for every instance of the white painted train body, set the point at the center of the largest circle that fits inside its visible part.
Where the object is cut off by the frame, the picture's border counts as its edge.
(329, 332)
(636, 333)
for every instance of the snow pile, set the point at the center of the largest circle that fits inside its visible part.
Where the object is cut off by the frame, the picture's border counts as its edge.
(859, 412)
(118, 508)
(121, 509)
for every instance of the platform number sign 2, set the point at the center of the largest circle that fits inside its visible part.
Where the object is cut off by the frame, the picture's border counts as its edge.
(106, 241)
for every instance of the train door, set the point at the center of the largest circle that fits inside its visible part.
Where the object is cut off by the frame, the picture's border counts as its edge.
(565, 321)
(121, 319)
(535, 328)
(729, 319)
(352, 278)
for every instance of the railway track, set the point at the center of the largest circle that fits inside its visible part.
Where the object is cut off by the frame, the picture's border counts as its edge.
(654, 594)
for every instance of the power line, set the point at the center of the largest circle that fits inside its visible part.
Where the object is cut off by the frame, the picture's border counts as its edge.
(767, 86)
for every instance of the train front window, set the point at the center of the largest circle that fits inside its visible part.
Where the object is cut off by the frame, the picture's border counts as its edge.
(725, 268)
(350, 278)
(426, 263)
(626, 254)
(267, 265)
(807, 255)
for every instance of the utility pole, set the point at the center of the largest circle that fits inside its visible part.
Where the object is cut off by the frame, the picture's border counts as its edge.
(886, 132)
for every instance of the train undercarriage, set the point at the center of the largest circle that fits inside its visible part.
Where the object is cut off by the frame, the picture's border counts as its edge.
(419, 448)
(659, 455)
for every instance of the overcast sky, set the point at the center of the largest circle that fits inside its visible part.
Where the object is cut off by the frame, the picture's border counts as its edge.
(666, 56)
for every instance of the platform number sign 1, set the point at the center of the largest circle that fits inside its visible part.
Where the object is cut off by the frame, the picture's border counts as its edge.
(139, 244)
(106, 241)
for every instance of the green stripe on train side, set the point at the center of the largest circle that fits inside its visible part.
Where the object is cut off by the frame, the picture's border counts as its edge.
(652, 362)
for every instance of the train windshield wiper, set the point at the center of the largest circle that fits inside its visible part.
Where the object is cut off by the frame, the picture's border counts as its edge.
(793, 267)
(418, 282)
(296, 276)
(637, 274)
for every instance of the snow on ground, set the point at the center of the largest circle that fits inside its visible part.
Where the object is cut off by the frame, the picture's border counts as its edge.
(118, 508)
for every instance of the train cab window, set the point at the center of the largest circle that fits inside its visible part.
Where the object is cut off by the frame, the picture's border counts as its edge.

What you need to do:
All of the records above should be given again exactly as written.

Solution to this exercise:
for every instance of the white painted train body, set the point at the center of the largest circle that fits inside its visible part.
Where the object is cut off by the frame, the picture's border counts as its edge.
(329, 332)
(636, 333)
for every instance of the snow pile, set the point at the center of the largest circle that fits inside its visible part.
Where the object is cut off by the frame, the picture's border counts as its edge.
(859, 412)
(118, 508)
(121, 509)
for every instance of the platform number sign 2, set the point at the center of the largest circle that fits inside its visible part.
Where the object is cut off by the frame, the picture's border counts as its edge.
(106, 241)
for every instance of the train door, set the point at the center of the largest circle that fits inside its visible part.
Where the object is cut off by the frame, the picture's border counts as its edge.
(565, 321)
(121, 319)
(535, 328)
(729, 319)
(352, 278)
for every instance of the railway track, set the point at the center of the largest circle that fits inside its visible part.
Where the object is cut off by the frame, the picture's border counts as its edge.
(654, 594)
for every instance of the power line, set the point at the center of the largest circle that fits inside its visible part.
Where the object is cut off by the frame, the picture's border counts as its edge.
(767, 86)
for every instance of the train front window, set the point at the center of the largest circle that fits inside its visible part.
Where the object is cut off by the frame, the picture's border counts as its edge.
(725, 268)
(350, 278)
(426, 263)
(626, 254)
(267, 265)
(807, 255)
for every instance of the utility pole, set the point at the center of the largest circle that fits inside its visible part.
Where the object is cut off by the frame, the picture's border counts as its edge.
(886, 132)
for every instance of the train undercarriage, set the point at the center of the largest circle that fits inside its visible part.
Where the object is cut off by the frame, the picture's border counts as its edge.
(419, 448)
(659, 455)
for every instance of the overcast sky, set the point at the center of the largest circle that fits inside its visible part.
Where the object is cut off by the frame, the picture's border counts as its edge.
(666, 56)
for every instance of the platform number sign 1, set the point at the center of the largest circle that fits inside its visible part.
Where the object is cut off by the frame, the picture's border counts as its edge.
(139, 244)
(106, 241)
for every instance of the green stripe on train side, set the point at the center of the largest circle that fits inside its visible part.
Where the object is cut off by the frame, the picture's border counts as its edge.
(652, 362)
for every instance of the train windshield wiper, set the point at the center of the largest circle that fits inside its visible part.
Where the object is cut off by the frame, the picture's border counts as its edge.
(793, 267)
(418, 282)
(296, 276)
(637, 274)
for every instance of the snow on ground, set the point at the center of the largest circle that fits inside its visible part.
Where the object is cut off by the frame, the picture's border counts as its edge.
(118, 508)
for every instance of the train cab window, set the point at the center of the largest circle that fits inside its visible part.
Where the object is cut off by the frame, the picture's border counts as its edge.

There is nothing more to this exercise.